(Recorded data)
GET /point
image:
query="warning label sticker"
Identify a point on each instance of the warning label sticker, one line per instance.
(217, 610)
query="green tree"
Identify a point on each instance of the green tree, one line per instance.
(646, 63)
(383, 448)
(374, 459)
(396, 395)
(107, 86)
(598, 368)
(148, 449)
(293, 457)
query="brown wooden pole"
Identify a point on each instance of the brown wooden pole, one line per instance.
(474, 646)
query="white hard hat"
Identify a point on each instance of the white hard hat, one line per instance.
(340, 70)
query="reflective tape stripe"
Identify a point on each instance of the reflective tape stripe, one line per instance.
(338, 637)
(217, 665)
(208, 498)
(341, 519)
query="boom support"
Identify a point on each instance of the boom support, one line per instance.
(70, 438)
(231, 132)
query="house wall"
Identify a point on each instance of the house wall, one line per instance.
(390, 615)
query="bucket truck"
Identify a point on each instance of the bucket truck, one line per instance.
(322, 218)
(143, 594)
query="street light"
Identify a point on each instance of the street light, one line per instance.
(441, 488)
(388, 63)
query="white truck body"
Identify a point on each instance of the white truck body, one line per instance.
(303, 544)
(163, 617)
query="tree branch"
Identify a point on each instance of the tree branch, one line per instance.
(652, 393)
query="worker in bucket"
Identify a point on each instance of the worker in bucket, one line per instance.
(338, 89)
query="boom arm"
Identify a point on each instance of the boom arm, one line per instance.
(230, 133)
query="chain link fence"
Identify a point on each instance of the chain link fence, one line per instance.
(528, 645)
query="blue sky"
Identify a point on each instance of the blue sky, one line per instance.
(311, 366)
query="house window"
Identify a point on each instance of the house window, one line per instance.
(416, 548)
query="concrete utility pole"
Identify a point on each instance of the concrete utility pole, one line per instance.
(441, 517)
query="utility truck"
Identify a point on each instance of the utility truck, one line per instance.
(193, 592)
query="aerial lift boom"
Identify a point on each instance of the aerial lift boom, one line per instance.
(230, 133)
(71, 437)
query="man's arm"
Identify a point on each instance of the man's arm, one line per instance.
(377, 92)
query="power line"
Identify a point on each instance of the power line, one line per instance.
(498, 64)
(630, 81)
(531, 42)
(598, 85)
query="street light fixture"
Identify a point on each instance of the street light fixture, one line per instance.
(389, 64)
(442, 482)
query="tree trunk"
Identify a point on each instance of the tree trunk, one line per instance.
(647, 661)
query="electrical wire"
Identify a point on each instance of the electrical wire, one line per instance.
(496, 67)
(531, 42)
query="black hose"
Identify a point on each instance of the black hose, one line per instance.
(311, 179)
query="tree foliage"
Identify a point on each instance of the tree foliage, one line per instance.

* Work to be completed *
Pick out and copy every line of the material above that contains the word "white". Treat uppercase and lowercase as different.

* Answer for the task *
query="white hard hat"
Identify a point on each instance of the white hard hat, one line per instance.
query="white truck body"
Identify a point on each instance of the white truck body, one line per instance.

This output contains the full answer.